> Short task:
How many lines in the records below contain the string "green", with case counting? Reply with the number only.

> Source material:

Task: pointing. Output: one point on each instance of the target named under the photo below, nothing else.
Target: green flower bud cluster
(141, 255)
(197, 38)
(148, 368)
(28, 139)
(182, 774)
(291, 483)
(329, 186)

--

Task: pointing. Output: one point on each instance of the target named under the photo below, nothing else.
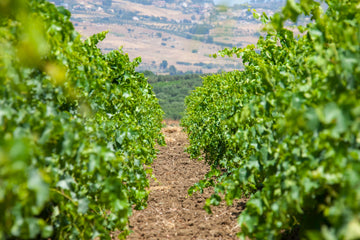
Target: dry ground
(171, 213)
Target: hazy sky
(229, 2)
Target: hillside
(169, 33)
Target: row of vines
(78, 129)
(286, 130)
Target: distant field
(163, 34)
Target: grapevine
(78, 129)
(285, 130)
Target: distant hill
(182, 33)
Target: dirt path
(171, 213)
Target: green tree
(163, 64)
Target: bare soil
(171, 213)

> Expected answer:
2